Energy gross premiums written increased by 198.0% for the fourth quarter of 2018 compared to the same period in 2017 and increased by 1.2% in 2018 compared to 2017. The fourth quarter is not typically a major renewal period for the energy segment. The increase for the quarter was mostly due to adjustments that were made to prior underwriting year risk-attaching business in the same period in the prior year, with exposure reductions in the worldwide offshore book due primarily to some construction projects that were delayed or cancelled projects. There was also some more new business written in the onshore energy class in the fourth quarter of 2018. These increases also drove the increase for the year, but that was almost entirely offset by multi-year contracts written in the Gulf of Mexico and offshore energy classes in 2017 that were not yet due to renew, plus the restructuring of an existing Gulf of Mexico multi-year deal.

Marine gross premiums written decreased by 37.0% for the fourth quarter of 2018 compared to the same period in 2017 and decreased by 54.0% in 2018 compared to 2017. The decreases for the quarter and the year were due to a reduction in exposure on prior underwriting year risk-attaching business in the other marine class in addition to less pro-rata business written compared to the prior periods. While the reduction in the fourth quarter was somewhat offset by the timing of non-annual contract renewals in the marine hull book, the reduction for the year was further compounded by the timing of non-annual contract renewals.

Aviation gross premiums written increased by 347.5% for the fourth quarter of 2018 compared to the same period in 2017 and increased by 95.3% in 2018 compared to 2017. The increases for the quarter and the year were mainly due to new business in the aviation deductible class due to the addition of a new underwriting team and the resulting new business introduced. There was also increased exposure on prior underwriting year risk-attaching business for the quarter and on a full year basis.

In the Lloyd’s segment gross premiums written increased by 91.8% for the fourth quarter of 2018 compared to the same period in 2017 and increased by 23.9% in 2018 compared to 2017. The increases for the quarter and the year were mainly due to new business in the aviation and energy classes due to the addition of new underwriting teams and the resulting new business introduced. There was also an increase in the property direct and facultative and marine classes, primarily due to improved rates, new business and negative adjustments made to prior underwriting year risk-attaching business in the same period in the prior year. The increase for the year was partially offset by reduced reinstatement premiums in the property reinsurance class.

**GIVEN INSTRUCTION**
According to the premiums passage, by what percentage did aviation gross premiums written increase for the fourth quarter of 2018 compared to the same period in 2017? The records come from a different source than the premiums passage.

**SUPPLIED MATERIAL**
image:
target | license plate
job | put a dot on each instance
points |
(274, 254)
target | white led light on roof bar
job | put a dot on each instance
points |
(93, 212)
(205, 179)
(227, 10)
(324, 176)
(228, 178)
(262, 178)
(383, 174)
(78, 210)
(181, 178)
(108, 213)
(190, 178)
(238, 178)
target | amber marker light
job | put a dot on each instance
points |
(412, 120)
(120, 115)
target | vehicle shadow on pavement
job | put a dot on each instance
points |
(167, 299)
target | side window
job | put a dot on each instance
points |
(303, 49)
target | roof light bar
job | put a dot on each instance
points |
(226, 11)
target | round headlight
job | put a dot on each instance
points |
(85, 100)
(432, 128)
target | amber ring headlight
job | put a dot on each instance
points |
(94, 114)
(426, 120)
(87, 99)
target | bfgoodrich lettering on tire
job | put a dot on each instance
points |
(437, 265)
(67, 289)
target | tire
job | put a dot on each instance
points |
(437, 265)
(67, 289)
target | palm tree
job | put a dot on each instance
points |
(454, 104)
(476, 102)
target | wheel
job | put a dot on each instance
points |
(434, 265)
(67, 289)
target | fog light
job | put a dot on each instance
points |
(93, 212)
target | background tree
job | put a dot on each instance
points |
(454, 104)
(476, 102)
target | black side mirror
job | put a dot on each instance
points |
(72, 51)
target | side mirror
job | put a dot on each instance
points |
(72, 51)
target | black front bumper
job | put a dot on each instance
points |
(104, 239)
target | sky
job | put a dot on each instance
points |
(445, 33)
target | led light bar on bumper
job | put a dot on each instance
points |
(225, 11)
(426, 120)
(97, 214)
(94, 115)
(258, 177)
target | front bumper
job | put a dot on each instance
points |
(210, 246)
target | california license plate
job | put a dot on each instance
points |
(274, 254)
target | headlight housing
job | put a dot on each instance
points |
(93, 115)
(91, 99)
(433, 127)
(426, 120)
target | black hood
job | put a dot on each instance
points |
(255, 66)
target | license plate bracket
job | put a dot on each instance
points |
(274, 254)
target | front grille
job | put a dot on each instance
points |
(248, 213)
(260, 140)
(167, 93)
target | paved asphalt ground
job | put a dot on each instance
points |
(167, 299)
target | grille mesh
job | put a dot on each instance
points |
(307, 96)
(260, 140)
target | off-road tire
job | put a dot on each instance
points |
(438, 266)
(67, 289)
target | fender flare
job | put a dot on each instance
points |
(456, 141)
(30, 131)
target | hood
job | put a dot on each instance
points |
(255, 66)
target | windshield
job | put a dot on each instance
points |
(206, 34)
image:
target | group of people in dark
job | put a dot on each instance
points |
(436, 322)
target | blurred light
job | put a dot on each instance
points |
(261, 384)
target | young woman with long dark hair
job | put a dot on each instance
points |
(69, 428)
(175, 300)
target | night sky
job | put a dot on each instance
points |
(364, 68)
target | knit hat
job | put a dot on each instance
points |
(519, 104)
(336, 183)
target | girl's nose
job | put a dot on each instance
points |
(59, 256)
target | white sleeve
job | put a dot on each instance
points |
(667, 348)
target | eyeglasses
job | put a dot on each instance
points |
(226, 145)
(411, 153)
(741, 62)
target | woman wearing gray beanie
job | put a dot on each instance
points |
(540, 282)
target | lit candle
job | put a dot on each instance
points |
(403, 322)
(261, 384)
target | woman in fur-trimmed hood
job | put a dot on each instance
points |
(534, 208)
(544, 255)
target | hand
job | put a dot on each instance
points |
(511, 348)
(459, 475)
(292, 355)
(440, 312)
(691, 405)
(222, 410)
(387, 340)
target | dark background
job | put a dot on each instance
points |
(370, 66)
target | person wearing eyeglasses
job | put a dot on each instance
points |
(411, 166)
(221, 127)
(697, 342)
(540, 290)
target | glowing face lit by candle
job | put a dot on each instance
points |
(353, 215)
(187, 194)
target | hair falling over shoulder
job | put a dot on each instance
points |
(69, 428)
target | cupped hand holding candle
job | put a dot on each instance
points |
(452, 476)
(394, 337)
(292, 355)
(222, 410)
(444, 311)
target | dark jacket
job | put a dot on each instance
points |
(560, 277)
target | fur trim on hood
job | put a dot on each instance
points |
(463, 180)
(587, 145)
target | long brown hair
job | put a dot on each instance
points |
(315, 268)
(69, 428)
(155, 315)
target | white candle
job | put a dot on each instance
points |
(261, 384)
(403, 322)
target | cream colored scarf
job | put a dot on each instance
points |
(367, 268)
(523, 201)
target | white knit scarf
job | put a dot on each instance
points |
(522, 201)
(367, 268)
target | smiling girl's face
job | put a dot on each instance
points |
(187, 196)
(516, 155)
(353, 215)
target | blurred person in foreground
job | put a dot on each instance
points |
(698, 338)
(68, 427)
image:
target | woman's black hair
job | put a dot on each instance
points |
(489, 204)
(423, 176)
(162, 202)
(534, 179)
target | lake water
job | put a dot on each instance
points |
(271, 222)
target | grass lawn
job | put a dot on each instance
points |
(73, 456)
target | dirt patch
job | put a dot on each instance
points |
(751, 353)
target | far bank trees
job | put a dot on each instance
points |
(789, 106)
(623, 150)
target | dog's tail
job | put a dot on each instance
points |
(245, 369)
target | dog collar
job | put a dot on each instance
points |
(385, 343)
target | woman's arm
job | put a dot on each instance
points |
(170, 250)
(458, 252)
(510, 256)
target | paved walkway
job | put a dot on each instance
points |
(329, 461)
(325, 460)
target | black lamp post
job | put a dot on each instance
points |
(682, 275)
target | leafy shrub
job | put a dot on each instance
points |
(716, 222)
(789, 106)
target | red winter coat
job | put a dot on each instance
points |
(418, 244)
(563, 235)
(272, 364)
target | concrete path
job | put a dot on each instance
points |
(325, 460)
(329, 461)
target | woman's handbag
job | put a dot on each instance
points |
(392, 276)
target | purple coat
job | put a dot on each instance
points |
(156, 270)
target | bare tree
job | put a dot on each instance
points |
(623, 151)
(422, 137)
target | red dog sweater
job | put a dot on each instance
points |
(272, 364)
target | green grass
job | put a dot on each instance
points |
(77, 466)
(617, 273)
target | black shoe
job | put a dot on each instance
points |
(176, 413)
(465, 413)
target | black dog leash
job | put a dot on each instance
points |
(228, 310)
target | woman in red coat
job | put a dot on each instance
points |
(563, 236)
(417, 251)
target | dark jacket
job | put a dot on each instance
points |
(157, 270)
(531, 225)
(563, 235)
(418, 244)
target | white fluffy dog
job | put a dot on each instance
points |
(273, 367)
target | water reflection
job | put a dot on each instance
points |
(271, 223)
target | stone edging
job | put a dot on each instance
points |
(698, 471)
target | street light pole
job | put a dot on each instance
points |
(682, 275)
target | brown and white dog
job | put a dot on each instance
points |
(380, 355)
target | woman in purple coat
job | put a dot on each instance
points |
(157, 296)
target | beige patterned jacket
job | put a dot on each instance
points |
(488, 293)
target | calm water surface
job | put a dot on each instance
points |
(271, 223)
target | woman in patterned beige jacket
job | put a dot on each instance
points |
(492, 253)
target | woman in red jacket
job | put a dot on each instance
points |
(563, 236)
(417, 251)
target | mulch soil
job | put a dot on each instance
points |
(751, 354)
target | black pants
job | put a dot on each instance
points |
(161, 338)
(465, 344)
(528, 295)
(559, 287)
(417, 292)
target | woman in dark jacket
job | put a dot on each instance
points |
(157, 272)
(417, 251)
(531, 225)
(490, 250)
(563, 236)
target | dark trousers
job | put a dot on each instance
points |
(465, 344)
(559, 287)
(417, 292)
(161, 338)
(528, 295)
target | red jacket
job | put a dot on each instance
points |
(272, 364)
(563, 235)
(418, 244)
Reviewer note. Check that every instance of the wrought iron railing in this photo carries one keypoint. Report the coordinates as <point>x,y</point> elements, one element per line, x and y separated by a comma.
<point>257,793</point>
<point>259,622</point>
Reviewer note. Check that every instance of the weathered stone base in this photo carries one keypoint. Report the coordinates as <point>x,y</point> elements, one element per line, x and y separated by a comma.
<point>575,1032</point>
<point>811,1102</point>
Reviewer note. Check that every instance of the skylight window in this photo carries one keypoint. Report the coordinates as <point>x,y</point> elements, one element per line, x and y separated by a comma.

**TASK SOLUTION**
347.5%